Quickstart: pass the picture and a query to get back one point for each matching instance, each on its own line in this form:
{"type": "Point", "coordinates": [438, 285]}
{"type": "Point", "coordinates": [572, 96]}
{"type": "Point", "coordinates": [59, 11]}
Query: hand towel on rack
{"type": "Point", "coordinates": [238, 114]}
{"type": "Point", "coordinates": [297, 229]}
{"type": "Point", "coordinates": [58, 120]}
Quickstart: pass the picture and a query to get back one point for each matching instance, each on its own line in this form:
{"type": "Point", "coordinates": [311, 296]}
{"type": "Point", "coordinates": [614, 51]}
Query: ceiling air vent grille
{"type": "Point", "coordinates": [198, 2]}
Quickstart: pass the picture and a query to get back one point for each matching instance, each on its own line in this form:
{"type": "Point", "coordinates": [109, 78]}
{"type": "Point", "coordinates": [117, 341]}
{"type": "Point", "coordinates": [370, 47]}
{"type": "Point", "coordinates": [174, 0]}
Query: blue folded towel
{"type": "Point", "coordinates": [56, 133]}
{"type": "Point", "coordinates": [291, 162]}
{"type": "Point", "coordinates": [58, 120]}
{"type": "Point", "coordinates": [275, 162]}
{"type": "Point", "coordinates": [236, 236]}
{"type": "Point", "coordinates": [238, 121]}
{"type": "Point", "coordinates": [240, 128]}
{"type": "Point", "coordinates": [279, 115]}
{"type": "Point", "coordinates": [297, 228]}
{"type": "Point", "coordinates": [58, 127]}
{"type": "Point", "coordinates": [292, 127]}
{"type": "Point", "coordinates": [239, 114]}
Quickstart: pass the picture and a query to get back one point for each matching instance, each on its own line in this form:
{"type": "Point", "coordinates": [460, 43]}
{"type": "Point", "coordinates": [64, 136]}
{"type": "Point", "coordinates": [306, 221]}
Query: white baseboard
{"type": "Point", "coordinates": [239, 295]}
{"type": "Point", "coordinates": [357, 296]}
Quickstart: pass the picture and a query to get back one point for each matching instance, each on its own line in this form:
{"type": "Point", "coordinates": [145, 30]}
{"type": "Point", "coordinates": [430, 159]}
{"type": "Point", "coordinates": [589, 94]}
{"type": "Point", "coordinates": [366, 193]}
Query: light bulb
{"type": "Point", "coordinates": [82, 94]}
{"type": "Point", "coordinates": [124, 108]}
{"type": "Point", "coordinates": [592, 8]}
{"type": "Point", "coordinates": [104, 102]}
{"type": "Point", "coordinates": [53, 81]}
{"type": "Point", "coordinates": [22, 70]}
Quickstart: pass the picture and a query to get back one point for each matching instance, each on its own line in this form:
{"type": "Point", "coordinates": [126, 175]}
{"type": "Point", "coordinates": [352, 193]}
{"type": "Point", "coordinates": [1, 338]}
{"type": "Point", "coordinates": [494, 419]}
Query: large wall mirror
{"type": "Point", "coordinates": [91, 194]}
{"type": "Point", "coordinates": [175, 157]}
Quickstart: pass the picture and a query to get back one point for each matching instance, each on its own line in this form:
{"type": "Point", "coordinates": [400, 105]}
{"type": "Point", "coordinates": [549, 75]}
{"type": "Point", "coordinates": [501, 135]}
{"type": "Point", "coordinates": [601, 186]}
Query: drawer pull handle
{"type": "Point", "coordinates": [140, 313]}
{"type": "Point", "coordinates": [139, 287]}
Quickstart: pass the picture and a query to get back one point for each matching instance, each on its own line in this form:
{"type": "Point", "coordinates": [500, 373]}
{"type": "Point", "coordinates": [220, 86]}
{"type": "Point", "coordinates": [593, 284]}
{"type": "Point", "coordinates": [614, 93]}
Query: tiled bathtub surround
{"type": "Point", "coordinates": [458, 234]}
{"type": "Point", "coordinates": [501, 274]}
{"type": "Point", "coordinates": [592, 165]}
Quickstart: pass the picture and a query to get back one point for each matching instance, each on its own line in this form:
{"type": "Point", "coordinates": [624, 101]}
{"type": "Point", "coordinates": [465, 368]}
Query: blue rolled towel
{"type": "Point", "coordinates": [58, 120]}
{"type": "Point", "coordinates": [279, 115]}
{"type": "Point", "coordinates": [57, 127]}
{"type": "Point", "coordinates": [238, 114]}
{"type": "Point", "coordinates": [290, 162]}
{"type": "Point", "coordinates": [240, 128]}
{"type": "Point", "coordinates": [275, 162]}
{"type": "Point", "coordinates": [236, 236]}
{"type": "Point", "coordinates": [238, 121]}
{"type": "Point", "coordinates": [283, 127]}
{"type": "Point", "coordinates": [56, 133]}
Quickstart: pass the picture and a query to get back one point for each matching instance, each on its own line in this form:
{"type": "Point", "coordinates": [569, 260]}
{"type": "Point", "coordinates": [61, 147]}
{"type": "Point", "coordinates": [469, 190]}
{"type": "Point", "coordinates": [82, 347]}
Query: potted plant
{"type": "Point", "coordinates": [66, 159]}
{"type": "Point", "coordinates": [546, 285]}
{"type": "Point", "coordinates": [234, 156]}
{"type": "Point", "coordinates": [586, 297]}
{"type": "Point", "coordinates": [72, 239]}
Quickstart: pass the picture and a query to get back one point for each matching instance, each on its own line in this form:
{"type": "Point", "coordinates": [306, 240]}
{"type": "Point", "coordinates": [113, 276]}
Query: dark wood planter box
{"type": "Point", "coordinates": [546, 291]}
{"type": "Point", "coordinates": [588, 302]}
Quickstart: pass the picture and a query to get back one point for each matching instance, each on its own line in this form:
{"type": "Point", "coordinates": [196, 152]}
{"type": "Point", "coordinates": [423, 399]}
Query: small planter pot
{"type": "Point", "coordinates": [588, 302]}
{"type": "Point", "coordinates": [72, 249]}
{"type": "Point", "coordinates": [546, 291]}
════════════════
### Exercise goal
All of the entries must be quoted exactly; please include each one.

### Final result
Quickstart: pass the picture and a query to get back one point for each matching instance, each on its own line in this form:
{"type": "Point", "coordinates": [438, 285]}
{"type": "Point", "coordinates": [572, 96]}
{"type": "Point", "coordinates": [59, 11]}
Query: hand towel on rack
{"type": "Point", "coordinates": [238, 114]}
{"type": "Point", "coordinates": [297, 229]}
{"type": "Point", "coordinates": [58, 120]}
Quickstart: pass the picture and a query to get back one point for each matching instance, each on its own line in this form:
{"type": "Point", "coordinates": [311, 296]}
{"type": "Point", "coordinates": [614, 51]}
Query: ceiling air vent grille
{"type": "Point", "coordinates": [198, 2]}
Quickstart: pass the picture and a query to get back one point for each matching instance, each on its own line in this form:
{"type": "Point", "coordinates": [109, 78]}
{"type": "Point", "coordinates": [117, 341]}
{"type": "Point", "coordinates": [370, 47]}
{"type": "Point", "coordinates": [174, 0]}
Query: blue folded towel
{"type": "Point", "coordinates": [56, 133]}
{"type": "Point", "coordinates": [291, 162]}
{"type": "Point", "coordinates": [58, 120]}
{"type": "Point", "coordinates": [275, 162]}
{"type": "Point", "coordinates": [236, 236]}
{"type": "Point", "coordinates": [238, 121]}
{"type": "Point", "coordinates": [240, 128]}
{"type": "Point", "coordinates": [279, 115]}
{"type": "Point", "coordinates": [297, 228]}
{"type": "Point", "coordinates": [58, 127]}
{"type": "Point", "coordinates": [292, 127]}
{"type": "Point", "coordinates": [239, 114]}
Quickstart: pass the picture and a query to get back one point for each matching instance, each on its own line in this form:
{"type": "Point", "coordinates": [460, 43]}
{"type": "Point", "coordinates": [64, 136]}
{"type": "Point", "coordinates": [306, 221]}
Query: white baseboard
{"type": "Point", "coordinates": [239, 295]}
{"type": "Point", "coordinates": [357, 296]}
Quickstart: pass the picture and a query to get back one point for each matching instance, each on its own line in this form:
{"type": "Point", "coordinates": [145, 30]}
{"type": "Point", "coordinates": [430, 159]}
{"type": "Point", "coordinates": [589, 94]}
{"type": "Point", "coordinates": [366, 193]}
Query: light bulb
{"type": "Point", "coordinates": [82, 94]}
{"type": "Point", "coordinates": [124, 108]}
{"type": "Point", "coordinates": [592, 8]}
{"type": "Point", "coordinates": [104, 102]}
{"type": "Point", "coordinates": [53, 81]}
{"type": "Point", "coordinates": [22, 70]}
Quickstart: pass the picture and a query to get back one point for each matching instance, each on its own line in this form:
{"type": "Point", "coordinates": [126, 175]}
{"type": "Point", "coordinates": [352, 193]}
{"type": "Point", "coordinates": [1, 338]}
{"type": "Point", "coordinates": [494, 419]}
Query: large wall mirror
{"type": "Point", "coordinates": [91, 194]}
{"type": "Point", "coordinates": [175, 157]}
Quickstart: pass the picture and a query to get back one point for each matching instance, each on its own line in this form:
{"type": "Point", "coordinates": [400, 105]}
{"type": "Point", "coordinates": [549, 75]}
{"type": "Point", "coordinates": [501, 135]}
{"type": "Point", "coordinates": [601, 186]}
Query: drawer pull handle
{"type": "Point", "coordinates": [140, 313]}
{"type": "Point", "coordinates": [139, 287]}
Quickstart: pass the picture and a query to get back one point for each matching instance, each on its own line in this form:
{"type": "Point", "coordinates": [500, 373]}
{"type": "Point", "coordinates": [220, 86]}
{"type": "Point", "coordinates": [593, 284]}
{"type": "Point", "coordinates": [614, 93]}
Query: tiled bathtub surround
{"type": "Point", "coordinates": [458, 234]}
{"type": "Point", "coordinates": [501, 274]}
{"type": "Point", "coordinates": [592, 165]}
Quickstart: pass the picture and a query to get back one point for each matching instance, each on its own line in this form:
{"type": "Point", "coordinates": [624, 101]}
{"type": "Point", "coordinates": [465, 368]}
Query: blue rolled towel
{"type": "Point", "coordinates": [58, 120]}
{"type": "Point", "coordinates": [279, 115]}
{"type": "Point", "coordinates": [57, 127]}
{"type": "Point", "coordinates": [238, 114]}
{"type": "Point", "coordinates": [290, 162]}
{"type": "Point", "coordinates": [240, 128]}
{"type": "Point", "coordinates": [275, 162]}
{"type": "Point", "coordinates": [236, 236]}
{"type": "Point", "coordinates": [238, 121]}
{"type": "Point", "coordinates": [283, 127]}
{"type": "Point", "coordinates": [56, 133]}
Quickstart: pass the picture and a query to get back one point for each matching instance, each on its own line in this form:
{"type": "Point", "coordinates": [569, 260]}
{"type": "Point", "coordinates": [61, 147]}
{"type": "Point", "coordinates": [469, 190]}
{"type": "Point", "coordinates": [82, 347]}
Query: potted plant
{"type": "Point", "coordinates": [66, 159]}
{"type": "Point", "coordinates": [546, 285]}
{"type": "Point", "coordinates": [234, 156]}
{"type": "Point", "coordinates": [586, 297]}
{"type": "Point", "coordinates": [72, 239]}
Quickstart: pass the picture and a query to get back one point for each matching instance, each on its own line in this form:
{"type": "Point", "coordinates": [306, 240]}
{"type": "Point", "coordinates": [113, 276]}
Query: dark wood planter box
{"type": "Point", "coordinates": [546, 291]}
{"type": "Point", "coordinates": [588, 302]}
Quickstart: pass the picture and a query to get back one point for each matching instance, each on its own line in this form:
{"type": "Point", "coordinates": [196, 152]}
{"type": "Point", "coordinates": [423, 399]}
Query: small planter pot
{"type": "Point", "coordinates": [588, 302]}
{"type": "Point", "coordinates": [72, 249]}
{"type": "Point", "coordinates": [546, 291]}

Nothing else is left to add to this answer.